=== Aim of the exercise ===
Repeat all of the material below word for word, line by line.
++++ Provided records ++++
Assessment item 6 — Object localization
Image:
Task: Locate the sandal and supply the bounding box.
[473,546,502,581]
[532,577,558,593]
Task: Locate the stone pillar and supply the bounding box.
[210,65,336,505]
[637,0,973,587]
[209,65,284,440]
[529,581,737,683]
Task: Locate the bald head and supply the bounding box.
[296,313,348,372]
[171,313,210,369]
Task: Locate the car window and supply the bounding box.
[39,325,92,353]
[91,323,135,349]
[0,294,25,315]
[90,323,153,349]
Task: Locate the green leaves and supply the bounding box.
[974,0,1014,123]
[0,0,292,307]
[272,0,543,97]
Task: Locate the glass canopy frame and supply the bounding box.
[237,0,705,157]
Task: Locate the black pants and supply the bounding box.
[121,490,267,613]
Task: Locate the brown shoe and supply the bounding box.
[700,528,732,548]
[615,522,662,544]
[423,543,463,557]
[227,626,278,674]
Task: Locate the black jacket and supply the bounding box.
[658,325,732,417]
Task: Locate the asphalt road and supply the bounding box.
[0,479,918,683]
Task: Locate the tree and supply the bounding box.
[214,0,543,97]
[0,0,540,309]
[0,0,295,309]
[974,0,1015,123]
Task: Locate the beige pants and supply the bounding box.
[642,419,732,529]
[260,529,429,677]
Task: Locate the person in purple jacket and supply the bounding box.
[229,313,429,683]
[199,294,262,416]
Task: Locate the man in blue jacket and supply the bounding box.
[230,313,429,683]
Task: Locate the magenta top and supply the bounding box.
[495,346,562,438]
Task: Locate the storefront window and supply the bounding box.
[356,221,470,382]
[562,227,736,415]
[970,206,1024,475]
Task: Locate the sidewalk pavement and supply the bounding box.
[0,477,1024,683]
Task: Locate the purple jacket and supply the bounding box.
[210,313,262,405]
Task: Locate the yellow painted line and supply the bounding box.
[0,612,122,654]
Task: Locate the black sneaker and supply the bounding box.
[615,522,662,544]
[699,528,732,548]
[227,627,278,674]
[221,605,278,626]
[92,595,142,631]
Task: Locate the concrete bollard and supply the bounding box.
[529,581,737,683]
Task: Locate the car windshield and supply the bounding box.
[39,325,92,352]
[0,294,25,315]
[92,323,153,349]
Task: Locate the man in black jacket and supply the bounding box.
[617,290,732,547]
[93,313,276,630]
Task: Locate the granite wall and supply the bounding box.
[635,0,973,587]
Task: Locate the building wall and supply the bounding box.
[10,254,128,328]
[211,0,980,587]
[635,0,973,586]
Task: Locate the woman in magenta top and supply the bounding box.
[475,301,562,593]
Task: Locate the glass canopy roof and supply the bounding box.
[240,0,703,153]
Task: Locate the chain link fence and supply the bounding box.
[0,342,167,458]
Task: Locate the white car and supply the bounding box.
++++
=== Task solution ===
Assessment item 6 — Object localization
Image:
Task: Locate the sandal and supply the bounding box.
[473,546,502,581]
[532,577,558,593]
Task: Locate the stone pillar and supply the bounding box.
[210,65,336,505]
[637,0,973,587]
[209,65,284,440]
[529,581,737,683]
Task: Locate the bald head and supply the bounding box.
[296,313,348,372]
[171,313,210,369]
Task: Locate the car window and supply the bounding box.
[39,325,92,353]
[91,323,135,349]
[0,294,25,315]
[90,323,153,349]
Task: Locate the green leaves and supply the bounding box.
[974,0,1014,123]
[0,0,292,307]
[272,0,543,97]
Task: Locate the glass canopy frame and supply the bounding box.
[237,0,705,157]
Task: Locate the black pants and supply the bounding box.
[121,490,267,613]
Task: Locate the brown shoe and supply the bounding box.
[700,528,732,548]
[615,522,662,544]
[423,543,463,557]
[227,626,278,674]
Task: Locate the black jacket and supply the bounding box.
[658,325,732,417]
Task: Locate the asphalt road and supply the bounding box.
[0,479,918,683]
Task: Locate the tree and supply the bounding box.
[214,0,543,97]
[0,0,540,309]
[0,0,295,309]
[974,0,1015,123]
Task: Locate the beige pants and supply the bounding box.
[642,419,732,529]
[260,529,429,677]
Task: Locate the person in purple jacket and supply the bounding box.
[229,313,429,683]
[199,294,262,416]
Task: Locate the man in blue jacket and supply the bounding box.
[230,313,429,683]
Task: Locate the magenta top and supply the bounding box.
[495,346,562,438]
Task: Locate the storefront window and supply the bounding box.
[356,221,470,382]
[562,227,736,415]
[970,206,1024,475]
Task: Locate the sidewalk pavement and supply the bounding box.
[0,477,1024,683]
Task: Locate the purple jacket and supply the bounding box.
[210,313,262,405]
Task: Locate the yellow painted line and supply the bounding box.
[0,612,122,654]
Task: Locate the black sneaker and supply the bounding box.
[615,522,662,544]
[699,528,732,548]
[227,627,278,674]
[221,605,278,626]
[92,595,142,631]
Task: Locate the concrete bollard and supply the bounding box.
[529,581,737,683]
Task: Locate the car windshield and supply the bounding box.
[39,325,92,352]
[0,294,25,315]
[92,323,153,349]
Task: Locate the man in black jacket and supply the bounding box.
[617,290,732,547]
[93,313,276,630]
Task: Locate the granite wall and supply the bounding box.
[635,0,973,587]
Task: Locate the building wall and supply the bounding box.
[10,254,128,328]
[211,0,980,587]
[635,0,973,586]
Task: Locate the woman in magenta top and supply the bounding box.
[475,301,562,593]
Task: Locate the glass canopy roof and supply the bounding box.
[240,0,703,153]
Task: Locate the chain link fence and supply the bounding box.
[0,342,167,458]
Task: Locate the white car and supply the bounding box.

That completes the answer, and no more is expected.